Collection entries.
-*-*-
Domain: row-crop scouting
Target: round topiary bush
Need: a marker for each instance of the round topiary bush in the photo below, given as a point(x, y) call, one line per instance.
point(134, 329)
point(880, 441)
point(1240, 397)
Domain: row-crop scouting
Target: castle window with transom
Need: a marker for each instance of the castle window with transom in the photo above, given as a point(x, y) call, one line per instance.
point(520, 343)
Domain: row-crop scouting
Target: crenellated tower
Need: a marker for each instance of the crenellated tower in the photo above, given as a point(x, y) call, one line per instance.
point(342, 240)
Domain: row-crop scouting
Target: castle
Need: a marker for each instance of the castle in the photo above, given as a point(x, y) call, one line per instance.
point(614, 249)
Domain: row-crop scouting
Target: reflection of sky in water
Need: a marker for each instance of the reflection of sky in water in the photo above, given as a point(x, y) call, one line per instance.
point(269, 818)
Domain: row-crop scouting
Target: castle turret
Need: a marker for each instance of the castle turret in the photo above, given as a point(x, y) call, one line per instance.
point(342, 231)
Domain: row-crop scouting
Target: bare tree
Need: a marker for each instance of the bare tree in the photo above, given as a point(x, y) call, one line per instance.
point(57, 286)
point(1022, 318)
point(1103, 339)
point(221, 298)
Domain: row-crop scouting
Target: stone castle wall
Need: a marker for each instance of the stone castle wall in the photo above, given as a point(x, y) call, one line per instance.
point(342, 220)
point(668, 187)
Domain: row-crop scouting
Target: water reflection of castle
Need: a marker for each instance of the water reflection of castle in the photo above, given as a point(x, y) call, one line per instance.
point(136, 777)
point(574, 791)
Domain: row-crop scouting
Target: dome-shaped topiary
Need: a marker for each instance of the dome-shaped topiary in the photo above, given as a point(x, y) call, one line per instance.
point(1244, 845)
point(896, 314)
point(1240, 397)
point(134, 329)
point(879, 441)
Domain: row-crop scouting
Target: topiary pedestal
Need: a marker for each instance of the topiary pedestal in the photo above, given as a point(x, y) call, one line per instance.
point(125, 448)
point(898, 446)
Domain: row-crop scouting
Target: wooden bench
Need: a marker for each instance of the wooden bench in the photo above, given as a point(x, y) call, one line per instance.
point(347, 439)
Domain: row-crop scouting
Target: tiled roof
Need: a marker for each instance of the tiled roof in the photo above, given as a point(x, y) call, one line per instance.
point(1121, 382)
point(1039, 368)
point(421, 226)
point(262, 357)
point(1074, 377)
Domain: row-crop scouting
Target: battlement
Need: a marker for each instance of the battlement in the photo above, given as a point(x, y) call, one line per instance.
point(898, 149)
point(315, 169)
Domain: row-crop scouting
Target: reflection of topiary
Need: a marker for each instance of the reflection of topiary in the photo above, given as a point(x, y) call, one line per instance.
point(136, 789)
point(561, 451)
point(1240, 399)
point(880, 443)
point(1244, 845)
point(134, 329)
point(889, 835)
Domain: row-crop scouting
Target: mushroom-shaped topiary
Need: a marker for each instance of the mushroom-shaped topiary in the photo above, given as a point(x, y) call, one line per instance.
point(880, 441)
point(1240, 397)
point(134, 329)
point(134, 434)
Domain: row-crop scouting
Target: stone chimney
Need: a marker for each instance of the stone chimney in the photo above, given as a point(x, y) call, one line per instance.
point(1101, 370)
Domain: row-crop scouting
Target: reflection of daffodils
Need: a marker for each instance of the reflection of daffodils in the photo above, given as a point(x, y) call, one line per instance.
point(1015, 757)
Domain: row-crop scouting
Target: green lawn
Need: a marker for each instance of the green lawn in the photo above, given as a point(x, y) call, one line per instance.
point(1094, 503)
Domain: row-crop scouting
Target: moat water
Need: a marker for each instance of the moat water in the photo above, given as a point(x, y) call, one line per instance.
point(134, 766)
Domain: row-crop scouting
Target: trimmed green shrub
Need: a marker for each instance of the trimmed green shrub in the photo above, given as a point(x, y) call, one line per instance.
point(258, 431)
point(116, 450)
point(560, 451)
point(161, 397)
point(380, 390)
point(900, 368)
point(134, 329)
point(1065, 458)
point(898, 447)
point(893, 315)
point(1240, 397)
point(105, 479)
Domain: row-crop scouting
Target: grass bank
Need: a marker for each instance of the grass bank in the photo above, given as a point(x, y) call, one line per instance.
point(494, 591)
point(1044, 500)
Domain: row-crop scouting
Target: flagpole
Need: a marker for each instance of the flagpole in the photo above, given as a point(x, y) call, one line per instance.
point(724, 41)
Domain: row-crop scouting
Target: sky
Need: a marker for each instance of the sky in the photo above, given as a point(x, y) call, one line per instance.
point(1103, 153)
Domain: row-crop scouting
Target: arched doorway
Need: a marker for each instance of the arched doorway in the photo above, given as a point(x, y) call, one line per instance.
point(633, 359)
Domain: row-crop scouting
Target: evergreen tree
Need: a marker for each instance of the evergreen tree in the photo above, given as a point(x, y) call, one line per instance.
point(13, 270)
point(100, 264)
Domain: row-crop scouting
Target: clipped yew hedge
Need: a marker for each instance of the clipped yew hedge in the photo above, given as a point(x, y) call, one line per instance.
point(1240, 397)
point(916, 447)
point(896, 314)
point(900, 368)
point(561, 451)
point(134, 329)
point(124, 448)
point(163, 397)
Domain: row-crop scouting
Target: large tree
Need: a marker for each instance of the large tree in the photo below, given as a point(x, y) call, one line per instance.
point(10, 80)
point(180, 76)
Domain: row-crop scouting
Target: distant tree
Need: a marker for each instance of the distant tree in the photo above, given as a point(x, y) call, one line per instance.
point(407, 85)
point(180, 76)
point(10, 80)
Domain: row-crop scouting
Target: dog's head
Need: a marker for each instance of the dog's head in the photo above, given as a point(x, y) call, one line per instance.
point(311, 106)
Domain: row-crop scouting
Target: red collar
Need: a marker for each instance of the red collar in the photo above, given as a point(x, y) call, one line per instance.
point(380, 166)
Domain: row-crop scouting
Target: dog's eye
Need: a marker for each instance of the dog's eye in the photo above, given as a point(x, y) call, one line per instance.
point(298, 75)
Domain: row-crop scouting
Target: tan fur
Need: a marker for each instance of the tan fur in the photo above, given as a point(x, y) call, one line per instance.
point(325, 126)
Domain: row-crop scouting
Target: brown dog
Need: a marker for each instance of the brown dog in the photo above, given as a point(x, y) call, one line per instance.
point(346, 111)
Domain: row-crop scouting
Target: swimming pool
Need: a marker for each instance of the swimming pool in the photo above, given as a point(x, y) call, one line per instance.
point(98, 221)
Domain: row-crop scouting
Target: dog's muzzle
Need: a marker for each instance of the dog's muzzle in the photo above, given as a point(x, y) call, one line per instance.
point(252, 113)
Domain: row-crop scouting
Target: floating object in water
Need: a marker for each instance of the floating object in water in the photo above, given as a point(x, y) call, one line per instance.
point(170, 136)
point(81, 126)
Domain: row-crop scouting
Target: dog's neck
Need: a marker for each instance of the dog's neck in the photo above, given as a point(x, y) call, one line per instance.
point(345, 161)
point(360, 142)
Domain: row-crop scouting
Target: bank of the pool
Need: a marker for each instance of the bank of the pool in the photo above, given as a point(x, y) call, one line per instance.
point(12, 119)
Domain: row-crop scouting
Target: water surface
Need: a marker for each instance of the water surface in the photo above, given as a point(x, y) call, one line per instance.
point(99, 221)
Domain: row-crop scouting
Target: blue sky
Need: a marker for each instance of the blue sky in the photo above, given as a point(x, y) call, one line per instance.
-*-*-
Having read the records above, reproduce each one exactly.

OUTPUT FOR THIS TASK.
Domain: row-crop scouting
Target: round topiary bush
Need: a marker for each instance of the round topiary bush in the photo below, given as a point(x, y) call, one line per instance.
point(134, 329)
point(880, 441)
point(1240, 397)
Domain: row-crop scouting
Target: castle window with transom
Need: a marker for each instance of the castle window with transom in the photo above, given as a point(x, y) call, one line per instance.
point(520, 343)
Domain: row-crop scouting
Target: crenellated tower
Need: a marker for each instance of the crenellated tower in the photo above, given as a point(x, y) call, one line per instance.
point(342, 240)
Domain: row-crop scouting
Target: castle
Need: a marker for each instance of the castle in the photo above, given as a point(x, y) call, one line per instance.
point(614, 249)
Domain: row-crop scouting
Target: reflection of sky in water
Need: a marker for each instance of the reflection of sky in water in the photo above, given as a point(x, y) call, one line per instance.
point(269, 818)
Domain: row-crop scouting
Target: castle turret
Need: a marker for each instance of the castle turret in the photo above, given as a point(x, y) call, one line per instance.
point(342, 231)
Domain: row-crop scouting
Target: bare tree
Need: a marker for each instance of the bare tree in the photo above, given as a point(x, y) call, one line per instance.
point(57, 286)
point(1022, 318)
point(1103, 339)
point(221, 298)
Domain: row-crop scouting
Target: stone castle wall
Need: a marker for each instance of the stone castle wall in the photo above, given as a point(x, y) call, one line per instance.
point(342, 220)
point(668, 187)
Domain: row-crop scouting
Target: water reflection of castle
Need: a marker for each instance of the water reflection of castle in the photo above, given as a point(x, y) call, one line per instance.
point(136, 777)
point(574, 791)
Domain: row-crop scouting
Target: dome-shaped topiary
Need: a marker for each instance of the dome-shaped topiary in the photo above, given as a point(x, y) call, one line per instance.
point(1244, 845)
point(896, 314)
point(1240, 397)
point(134, 329)
point(879, 441)
Domain: row-crop scouting
Target: topiary pedestal
Need: a marker for each instance of the topiary pedestal in the photo above, given as a point(x, y) call, one line per instance.
point(125, 448)
point(898, 446)
Domain: row-crop scouting
Target: wooden bench
Need: a marker for each instance of the wooden bench in the photo above, given as a point(x, y) call, one line per instance.
point(347, 439)
Domain: row-crop scouting
Target: tiled roof
Need: a marker for each instance of the tiled roof in the photo above, given as a point(x, y) call, one line per instance.
point(1121, 382)
point(1039, 368)
point(421, 226)
point(262, 357)
point(1074, 377)
Domain: row-crop scouting
Target: battlement
Need: a marker for each instance of the battlement in the photo above, given as a point(x, y) call, one line per instance.
point(898, 149)
point(315, 169)
Domain: row-crop scouting
Target: reflection of topiary
Need: a marker for each instance of the reflection of topiary in the photo above, given as a point(x, y) call, one line per instance.
point(136, 789)
point(561, 451)
point(1240, 399)
point(880, 443)
point(1244, 845)
point(134, 329)
point(889, 835)
Domain: row-crop scouting
Target: mushroom-shaped topiary
Need: a marker for each instance of the mushroom-shaped topiary in the photo above, given as a point(x, y) call, one line per instance.
point(880, 441)
point(1240, 397)
point(134, 329)
point(134, 434)
Domain: row-crop scouting
Target: stone chimney
Need: a marker for each instance of the stone chimney in the photo above, given as a point(x, y) call, one line per instance.
point(1101, 370)
Domain: row-crop scouting
Target: reflection of daffodils
Need: a marker for each instance of the reflection of daffodils in the photo above, given as a point(x, y) call, one line per instance.
point(1015, 757)
Domain: row-crop scouting
Target: green lawn
Need: a marker for each instance of the green lawn in the photo above, given as a point(x, y) call, one line per instance.
point(1094, 503)
Domain: row-crop scouting
Target: moat water
Need: a marker for each instance of the moat water in the photo above, given as a point(x, y) call, one line per instance.
point(134, 766)
Domain: row-crop scouting
Target: trimmed green shrub
Need: a marker for each instance of the trimmed green shrub in the photo above, given as a point(x, y) call, one line per instance.
point(258, 431)
point(116, 450)
point(560, 451)
point(161, 397)
point(380, 390)
point(900, 368)
point(134, 329)
point(1065, 458)
point(898, 447)
point(893, 315)
point(1240, 397)
point(105, 479)
Domain: row-crop scouting
Target: grass bank
Need: a marker for each instance of the grass bank in the photo above, given as a point(x, y) call, one line per instance.
point(494, 591)
point(1044, 500)
Domain: row-crop scouting
Target: flagpole
Need: a marker for each instance of the flagpole in the photo above, given as a point(x, y) call, one line per instance.
point(724, 41)
Domain: row-crop scouting
Target: sky
Need: a marker for each instance of the sky in the photo above, given as a point(x, y) call, one line per instance.
point(1103, 153)
Domain: row-crop scouting
Target: arched doorway
Need: a marker for each instance of the arched doorway in the photo above, given as a point(x, y) call, one line per instance.
point(633, 359)
Domain: row-crop scouting
Target: evergreen tree
Need: a marker for each instance of the evergreen tree in the photo above, given as a point(x, y) call, one line per instance.
point(13, 270)
point(100, 264)
Domain: row-crop scouting
Target: clipped yew hedge
Need: a marker for each instance of the clipped yew hedge in the photo above, given as a point(x, y) call, one line per instance.
point(1240, 397)
point(916, 447)
point(896, 314)
point(900, 368)
point(561, 451)
point(134, 329)
point(124, 448)
point(163, 397)
Domain: row-crop scouting
Target: large tree
Need: a marker for each instance of the large tree in the photo below, given as a point(x, y) call, one line per instance.
point(10, 80)
point(180, 76)
Domain: row-crop scouting
Target: distant tree
Need: a marker for each instance of the distant tree in the photo above, given as a point(x, y) call, one line per instance.
point(407, 85)
point(180, 76)
point(10, 80)
Domain: row-crop scouting
Target: dog's head
Need: a marker for each instance of the dog's head in the photo above, given as a point(x, y) call, one line per instance.
point(311, 106)
Domain: row-crop scouting
Target: red collar
Need: a marker for each instance of the red collar in the photo above, given as a point(x, y) call, one line per instance.
point(380, 166)
Domain: row-crop scouting
Target: dog's eye
Need: a marker for each instance of the dog's eye in the photo above, given as a point(x, y) call, one line per instance.
point(298, 75)
Domain: row-crop scouting
Target: tan fur
Need: a marker for each instance of the tan fur in the photo above, given as a point(x, y) call, one line per instance.
point(325, 126)
Domain: row-crop scouting
Target: brown dog
Need: a marker for each instance of the brown dog in the photo above, given as a point(x, y) call, one line per instance.
point(346, 111)
Domain: row-crop scouting
Target: swimming pool
Need: a marker for each instance of the swimming pool in the photo above, given as a point(x, y) call, one line per instance.
point(98, 221)
Domain: row-crop scouting
Target: dog's muzzle
Need: a marker for each instance of the dog's muzzle in the photo above, given as a point(x, y) call, one line per instance.
point(252, 113)
Domain: row-crop scouting
Target: floating object in water
Need: a marker for each instance of the floating object in water in the photo above, given as a point(x, y) call, one line per instance.
point(170, 136)
point(81, 126)
Domain: row-crop scouting
Target: dog's neck
Need: a marker for each instance of the dog's neck in the photo above, given as a point(x, y) call, one line per instance.
point(345, 161)
point(360, 142)
Domain: row-crop scouting
Target: bank of the pool
Need: a marker for each instance of the bank of the pool in the photo above, given as a point(x, y) call, one line per instance.
point(12, 119)
Domain: row-crop scouting
Target: water surface
Need: a marker for each instance of the water surface in the photo above, given as a point(x, y) call, one line per instance.
point(99, 221)
Domain: row-crop scouting
Target: blue sky
Need: a marker for each instance of the blue sky in the photo above, given as a point(x, y) call, one line per instance.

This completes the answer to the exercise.